Problem> Your response should be an exact reproduction of the data below, beginning at the line containing "Place a dot on every instance of the person" and ending with the final line.

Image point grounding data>
§ §

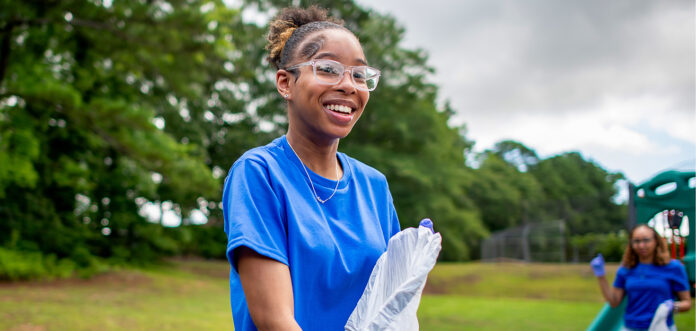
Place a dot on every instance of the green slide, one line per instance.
(647, 203)
(609, 319)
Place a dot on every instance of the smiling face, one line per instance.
(322, 112)
(643, 243)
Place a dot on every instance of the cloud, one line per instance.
(612, 79)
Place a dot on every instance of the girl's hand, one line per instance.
(597, 265)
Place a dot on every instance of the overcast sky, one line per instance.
(611, 79)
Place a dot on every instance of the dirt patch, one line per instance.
(28, 327)
(112, 278)
(197, 266)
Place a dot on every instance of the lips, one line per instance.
(339, 108)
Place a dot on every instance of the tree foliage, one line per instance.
(106, 107)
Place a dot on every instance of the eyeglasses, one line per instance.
(641, 241)
(330, 72)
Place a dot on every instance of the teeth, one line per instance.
(340, 108)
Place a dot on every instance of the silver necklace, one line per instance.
(310, 178)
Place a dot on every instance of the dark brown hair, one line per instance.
(291, 26)
(661, 256)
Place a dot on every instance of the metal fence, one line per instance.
(534, 242)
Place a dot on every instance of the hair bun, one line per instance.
(287, 22)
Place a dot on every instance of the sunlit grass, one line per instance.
(194, 295)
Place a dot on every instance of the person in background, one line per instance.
(648, 277)
(306, 223)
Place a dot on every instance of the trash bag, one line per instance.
(390, 300)
(659, 322)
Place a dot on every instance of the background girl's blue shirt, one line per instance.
(647, 286)
(330, 248)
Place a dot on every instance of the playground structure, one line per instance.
(672, 196)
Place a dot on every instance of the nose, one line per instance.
(346, 84)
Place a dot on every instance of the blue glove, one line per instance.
(597, 265)
(426, 222)
(670, 304)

§ §

Exercise result>
Place a dot on every instance of the person in background, one line per instance.
(648, 277)
(306, 223)
Place a dot on every instance of the trash bag, one line per instance.
(390, 300)
(659, 322)
Place a dot on every instance of the background girl's blue shirt, one line per instance.
(647, 286)
(330, 248)
Place a dot on every instance of the playground structure, one line per instance.
(672, 196)
Place a dot on every instance of the nose, one line per instance.
(346, 84)
Place a dot on every instance of the blue glove, one line per instance.
(597, 265)
(426, 222)
(670, 304)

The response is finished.